#### Your goal:
Revise the records from the line containing "Presence check — is there any building" through the line containing "285 229 474 272" by replacing "integer" with "whole-number", leaving everything else unchanged, and return only those lines.

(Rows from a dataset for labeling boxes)
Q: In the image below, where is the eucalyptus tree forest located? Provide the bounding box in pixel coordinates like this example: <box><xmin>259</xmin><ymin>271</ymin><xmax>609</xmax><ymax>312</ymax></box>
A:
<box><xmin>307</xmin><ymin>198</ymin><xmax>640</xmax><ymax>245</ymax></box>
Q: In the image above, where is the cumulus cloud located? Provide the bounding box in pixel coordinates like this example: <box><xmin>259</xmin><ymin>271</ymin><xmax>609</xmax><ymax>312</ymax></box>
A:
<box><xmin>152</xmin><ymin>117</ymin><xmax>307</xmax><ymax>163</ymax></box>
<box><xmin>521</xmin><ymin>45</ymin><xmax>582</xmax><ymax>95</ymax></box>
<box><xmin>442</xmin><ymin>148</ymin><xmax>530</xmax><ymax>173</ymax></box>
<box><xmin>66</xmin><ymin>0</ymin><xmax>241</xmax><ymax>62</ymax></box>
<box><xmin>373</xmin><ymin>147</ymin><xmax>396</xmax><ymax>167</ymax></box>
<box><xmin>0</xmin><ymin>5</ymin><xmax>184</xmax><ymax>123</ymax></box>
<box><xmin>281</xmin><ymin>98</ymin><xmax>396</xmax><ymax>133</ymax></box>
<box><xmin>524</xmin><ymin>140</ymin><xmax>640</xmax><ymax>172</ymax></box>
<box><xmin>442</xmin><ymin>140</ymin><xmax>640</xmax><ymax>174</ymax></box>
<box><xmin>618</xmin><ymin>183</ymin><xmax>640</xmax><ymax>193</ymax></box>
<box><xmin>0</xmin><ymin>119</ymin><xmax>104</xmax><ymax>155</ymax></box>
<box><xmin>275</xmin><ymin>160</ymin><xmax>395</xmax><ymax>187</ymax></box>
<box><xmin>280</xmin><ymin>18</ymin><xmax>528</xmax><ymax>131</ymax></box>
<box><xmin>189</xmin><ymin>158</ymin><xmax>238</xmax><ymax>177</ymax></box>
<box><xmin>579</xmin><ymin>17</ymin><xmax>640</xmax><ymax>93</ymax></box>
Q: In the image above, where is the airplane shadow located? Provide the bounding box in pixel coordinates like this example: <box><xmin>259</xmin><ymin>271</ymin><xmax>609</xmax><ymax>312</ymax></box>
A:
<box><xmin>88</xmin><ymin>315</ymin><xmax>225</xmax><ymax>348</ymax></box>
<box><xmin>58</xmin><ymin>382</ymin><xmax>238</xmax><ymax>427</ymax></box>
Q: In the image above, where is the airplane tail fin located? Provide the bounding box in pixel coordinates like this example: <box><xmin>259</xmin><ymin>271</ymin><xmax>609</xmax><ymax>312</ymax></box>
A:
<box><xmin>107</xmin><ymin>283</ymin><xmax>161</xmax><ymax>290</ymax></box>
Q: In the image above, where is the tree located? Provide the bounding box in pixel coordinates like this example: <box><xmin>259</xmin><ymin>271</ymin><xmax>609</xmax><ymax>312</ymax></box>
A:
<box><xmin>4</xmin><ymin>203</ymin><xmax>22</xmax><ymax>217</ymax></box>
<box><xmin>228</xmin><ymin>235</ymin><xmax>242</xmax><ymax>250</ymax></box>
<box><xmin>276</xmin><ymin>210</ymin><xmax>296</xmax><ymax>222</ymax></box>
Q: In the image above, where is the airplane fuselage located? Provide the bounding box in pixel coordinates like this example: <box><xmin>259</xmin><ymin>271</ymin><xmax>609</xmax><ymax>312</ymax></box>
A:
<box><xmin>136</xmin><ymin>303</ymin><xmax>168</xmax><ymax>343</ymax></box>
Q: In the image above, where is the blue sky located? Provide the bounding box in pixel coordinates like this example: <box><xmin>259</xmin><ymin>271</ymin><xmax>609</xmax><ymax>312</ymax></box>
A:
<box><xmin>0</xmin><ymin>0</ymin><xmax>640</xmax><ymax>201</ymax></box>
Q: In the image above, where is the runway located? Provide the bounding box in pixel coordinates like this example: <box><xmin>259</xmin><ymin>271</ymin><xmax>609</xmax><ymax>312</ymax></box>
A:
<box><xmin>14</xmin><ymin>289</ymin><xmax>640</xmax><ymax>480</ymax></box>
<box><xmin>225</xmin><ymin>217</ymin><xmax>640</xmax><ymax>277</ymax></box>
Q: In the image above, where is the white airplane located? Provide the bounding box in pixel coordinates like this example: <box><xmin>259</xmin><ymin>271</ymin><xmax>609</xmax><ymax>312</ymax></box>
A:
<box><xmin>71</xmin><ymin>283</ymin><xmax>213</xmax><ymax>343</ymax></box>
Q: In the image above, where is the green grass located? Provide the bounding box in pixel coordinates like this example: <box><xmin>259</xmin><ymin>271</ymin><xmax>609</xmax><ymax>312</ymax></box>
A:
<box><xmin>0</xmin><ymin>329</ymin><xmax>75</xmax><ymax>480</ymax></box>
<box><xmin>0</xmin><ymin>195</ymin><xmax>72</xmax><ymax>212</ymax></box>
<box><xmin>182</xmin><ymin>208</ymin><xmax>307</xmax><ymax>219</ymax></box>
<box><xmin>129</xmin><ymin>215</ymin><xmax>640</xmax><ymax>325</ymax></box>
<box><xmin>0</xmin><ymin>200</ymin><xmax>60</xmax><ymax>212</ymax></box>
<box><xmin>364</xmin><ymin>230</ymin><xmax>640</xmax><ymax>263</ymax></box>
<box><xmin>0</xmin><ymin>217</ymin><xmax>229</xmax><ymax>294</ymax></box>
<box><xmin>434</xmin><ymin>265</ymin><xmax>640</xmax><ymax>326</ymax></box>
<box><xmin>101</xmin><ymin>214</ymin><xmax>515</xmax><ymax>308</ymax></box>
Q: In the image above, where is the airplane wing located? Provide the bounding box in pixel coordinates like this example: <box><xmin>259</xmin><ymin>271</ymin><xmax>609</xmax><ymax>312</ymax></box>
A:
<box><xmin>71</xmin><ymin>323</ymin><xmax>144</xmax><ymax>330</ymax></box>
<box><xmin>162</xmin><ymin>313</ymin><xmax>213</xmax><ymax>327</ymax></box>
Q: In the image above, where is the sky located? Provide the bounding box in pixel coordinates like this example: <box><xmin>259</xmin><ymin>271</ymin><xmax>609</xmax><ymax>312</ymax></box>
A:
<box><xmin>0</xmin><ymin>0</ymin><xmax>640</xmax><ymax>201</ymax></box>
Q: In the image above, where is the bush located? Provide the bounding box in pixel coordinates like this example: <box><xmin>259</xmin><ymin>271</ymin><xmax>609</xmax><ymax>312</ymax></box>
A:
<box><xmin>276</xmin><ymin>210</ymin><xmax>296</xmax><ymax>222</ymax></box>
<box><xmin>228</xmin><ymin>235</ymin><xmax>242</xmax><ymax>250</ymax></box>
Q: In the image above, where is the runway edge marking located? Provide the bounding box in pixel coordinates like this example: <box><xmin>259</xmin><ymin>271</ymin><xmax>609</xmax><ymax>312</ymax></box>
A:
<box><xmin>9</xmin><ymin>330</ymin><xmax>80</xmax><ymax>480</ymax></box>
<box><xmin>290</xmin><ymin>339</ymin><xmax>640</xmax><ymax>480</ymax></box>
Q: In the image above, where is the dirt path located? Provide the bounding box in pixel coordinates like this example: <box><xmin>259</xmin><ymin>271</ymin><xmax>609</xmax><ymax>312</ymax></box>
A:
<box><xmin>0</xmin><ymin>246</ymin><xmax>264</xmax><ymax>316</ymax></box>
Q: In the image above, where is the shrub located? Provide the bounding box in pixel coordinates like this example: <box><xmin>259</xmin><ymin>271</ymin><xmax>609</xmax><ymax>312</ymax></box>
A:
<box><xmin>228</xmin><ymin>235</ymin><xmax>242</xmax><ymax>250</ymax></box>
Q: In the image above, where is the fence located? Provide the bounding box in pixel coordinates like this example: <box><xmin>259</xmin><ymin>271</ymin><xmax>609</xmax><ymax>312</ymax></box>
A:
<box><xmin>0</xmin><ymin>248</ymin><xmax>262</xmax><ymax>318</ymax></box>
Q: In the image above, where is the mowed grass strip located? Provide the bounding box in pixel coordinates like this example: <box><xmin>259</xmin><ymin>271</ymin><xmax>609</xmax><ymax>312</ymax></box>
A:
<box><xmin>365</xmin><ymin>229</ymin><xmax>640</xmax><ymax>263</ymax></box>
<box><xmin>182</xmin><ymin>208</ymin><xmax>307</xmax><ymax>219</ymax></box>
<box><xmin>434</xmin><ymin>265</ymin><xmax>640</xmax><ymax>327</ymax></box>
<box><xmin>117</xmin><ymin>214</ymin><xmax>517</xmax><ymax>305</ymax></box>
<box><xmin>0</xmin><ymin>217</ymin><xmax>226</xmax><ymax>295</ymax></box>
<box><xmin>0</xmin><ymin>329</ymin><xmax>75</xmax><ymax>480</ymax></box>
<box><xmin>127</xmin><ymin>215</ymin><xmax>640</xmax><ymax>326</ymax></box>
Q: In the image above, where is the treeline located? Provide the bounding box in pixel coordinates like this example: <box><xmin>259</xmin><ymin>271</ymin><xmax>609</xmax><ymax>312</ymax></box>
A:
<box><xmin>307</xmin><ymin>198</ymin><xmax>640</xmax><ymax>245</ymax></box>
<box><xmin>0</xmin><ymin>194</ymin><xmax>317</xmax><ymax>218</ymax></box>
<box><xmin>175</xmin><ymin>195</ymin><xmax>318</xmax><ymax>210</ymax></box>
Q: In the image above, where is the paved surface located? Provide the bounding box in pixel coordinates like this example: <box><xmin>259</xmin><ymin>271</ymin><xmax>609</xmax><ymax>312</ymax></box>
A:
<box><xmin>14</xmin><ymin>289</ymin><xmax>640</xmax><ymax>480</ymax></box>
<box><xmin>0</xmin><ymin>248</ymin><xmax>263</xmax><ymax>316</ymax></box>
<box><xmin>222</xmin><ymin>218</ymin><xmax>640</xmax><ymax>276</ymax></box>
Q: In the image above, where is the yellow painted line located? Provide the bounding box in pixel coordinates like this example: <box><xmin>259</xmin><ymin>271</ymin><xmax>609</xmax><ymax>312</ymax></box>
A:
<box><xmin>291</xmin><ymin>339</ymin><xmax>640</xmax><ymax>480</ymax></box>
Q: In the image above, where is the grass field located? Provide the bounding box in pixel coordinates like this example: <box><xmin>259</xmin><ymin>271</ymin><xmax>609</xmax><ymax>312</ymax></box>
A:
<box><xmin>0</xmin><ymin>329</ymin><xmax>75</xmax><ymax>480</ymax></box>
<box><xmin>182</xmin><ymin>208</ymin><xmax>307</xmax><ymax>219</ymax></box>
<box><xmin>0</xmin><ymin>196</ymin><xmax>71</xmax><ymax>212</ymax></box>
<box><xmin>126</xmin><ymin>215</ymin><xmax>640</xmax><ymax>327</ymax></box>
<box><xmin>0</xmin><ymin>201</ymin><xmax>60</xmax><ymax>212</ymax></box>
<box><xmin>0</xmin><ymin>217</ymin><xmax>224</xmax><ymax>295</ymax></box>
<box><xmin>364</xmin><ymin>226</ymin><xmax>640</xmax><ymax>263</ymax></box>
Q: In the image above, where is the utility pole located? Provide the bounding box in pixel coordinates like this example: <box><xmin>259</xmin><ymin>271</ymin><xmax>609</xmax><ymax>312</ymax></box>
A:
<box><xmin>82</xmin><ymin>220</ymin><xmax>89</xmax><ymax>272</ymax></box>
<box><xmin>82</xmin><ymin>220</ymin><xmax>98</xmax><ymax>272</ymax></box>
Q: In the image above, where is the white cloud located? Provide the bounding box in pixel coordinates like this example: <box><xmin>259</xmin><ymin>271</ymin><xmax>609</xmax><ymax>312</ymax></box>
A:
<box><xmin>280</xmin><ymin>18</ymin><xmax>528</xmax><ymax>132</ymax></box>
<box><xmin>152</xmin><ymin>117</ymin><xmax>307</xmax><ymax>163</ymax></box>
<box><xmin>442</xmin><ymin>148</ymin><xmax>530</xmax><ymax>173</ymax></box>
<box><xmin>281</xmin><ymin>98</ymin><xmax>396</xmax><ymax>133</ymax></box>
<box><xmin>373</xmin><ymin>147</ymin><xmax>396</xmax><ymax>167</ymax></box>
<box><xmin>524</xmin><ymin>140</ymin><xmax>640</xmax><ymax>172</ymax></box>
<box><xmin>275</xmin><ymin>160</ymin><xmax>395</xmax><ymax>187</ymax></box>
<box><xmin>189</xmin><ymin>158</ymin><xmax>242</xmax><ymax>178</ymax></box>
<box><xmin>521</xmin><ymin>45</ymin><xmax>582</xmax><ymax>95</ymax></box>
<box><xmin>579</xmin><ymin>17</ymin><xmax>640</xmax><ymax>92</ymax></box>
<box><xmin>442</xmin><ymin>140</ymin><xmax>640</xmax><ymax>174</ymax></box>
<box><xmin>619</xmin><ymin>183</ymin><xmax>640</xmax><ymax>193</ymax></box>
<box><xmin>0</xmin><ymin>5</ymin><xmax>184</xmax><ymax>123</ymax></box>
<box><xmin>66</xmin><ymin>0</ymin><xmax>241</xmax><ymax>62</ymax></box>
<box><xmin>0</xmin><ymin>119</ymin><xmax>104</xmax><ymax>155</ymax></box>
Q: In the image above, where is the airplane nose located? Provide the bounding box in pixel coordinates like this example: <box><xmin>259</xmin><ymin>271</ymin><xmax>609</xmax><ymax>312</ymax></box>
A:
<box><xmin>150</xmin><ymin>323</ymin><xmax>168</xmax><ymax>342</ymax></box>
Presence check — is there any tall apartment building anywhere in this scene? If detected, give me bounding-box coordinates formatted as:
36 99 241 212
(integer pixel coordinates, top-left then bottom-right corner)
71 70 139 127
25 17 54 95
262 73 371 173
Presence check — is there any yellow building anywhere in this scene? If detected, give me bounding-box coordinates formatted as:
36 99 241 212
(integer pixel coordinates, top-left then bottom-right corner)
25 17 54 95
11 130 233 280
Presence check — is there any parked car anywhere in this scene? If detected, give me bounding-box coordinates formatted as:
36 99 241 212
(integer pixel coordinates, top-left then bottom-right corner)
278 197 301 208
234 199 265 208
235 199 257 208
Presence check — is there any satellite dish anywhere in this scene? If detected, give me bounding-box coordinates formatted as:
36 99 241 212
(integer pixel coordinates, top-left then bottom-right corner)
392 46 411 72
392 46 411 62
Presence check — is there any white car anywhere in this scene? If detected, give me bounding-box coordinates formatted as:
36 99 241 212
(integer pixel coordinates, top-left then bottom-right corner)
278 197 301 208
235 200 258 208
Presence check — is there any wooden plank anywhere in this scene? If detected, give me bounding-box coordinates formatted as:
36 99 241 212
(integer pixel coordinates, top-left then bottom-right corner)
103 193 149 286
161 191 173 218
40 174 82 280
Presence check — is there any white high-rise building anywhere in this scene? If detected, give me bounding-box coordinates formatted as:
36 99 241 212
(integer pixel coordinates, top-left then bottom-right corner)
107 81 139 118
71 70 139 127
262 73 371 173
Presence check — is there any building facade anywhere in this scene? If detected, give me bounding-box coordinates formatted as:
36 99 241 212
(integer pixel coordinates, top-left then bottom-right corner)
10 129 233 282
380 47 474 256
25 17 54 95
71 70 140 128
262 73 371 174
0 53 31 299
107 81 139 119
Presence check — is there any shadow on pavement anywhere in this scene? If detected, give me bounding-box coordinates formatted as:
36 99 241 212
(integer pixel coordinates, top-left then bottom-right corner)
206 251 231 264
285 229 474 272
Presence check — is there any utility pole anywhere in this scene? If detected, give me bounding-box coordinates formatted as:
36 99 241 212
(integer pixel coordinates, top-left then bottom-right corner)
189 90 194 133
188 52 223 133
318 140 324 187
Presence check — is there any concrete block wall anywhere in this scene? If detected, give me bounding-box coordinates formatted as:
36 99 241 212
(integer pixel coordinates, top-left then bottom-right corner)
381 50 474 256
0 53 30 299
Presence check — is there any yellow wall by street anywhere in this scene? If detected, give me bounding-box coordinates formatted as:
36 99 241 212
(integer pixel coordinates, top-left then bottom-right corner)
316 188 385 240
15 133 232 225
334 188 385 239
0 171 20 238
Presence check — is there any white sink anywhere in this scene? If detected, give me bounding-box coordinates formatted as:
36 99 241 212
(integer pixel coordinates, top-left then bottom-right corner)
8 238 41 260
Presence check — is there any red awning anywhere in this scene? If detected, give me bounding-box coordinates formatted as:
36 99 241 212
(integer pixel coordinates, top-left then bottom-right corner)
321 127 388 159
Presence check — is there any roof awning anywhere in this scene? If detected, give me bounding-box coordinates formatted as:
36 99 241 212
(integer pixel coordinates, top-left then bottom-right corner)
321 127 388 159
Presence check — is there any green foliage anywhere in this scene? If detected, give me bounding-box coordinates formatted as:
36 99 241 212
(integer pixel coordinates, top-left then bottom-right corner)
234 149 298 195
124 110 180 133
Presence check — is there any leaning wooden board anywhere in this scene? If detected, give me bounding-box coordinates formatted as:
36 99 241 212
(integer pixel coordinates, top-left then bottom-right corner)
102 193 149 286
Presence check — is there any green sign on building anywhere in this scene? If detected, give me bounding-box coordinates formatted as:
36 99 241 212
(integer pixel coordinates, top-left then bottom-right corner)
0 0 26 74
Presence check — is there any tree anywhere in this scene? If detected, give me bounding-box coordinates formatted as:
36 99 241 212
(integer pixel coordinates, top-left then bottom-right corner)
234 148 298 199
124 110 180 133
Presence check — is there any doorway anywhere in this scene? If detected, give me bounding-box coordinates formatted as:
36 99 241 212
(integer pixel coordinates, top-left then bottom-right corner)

#### Final result:
Presence check — is there any building facade anywhere in this scene? If detected, give me bounding-box coordinates formatted as:
36 99 241 212
(whole-number pixel coordinates, top-left then bottom-right corner)
10 129 233 282
380 47 474 256
25 17 54 95
71 70 140 128
262 73 371 174
0 53 31 299
107 81 139 119
Presence check — is there any shadow on pavement anywhere in this scene? If detected, give me bounding-box coordinates formatted as:
36 99 241 212
(whole-number pixel coordinates, top-left then bottom-right corner)
206 251 231 264
285 229 474 272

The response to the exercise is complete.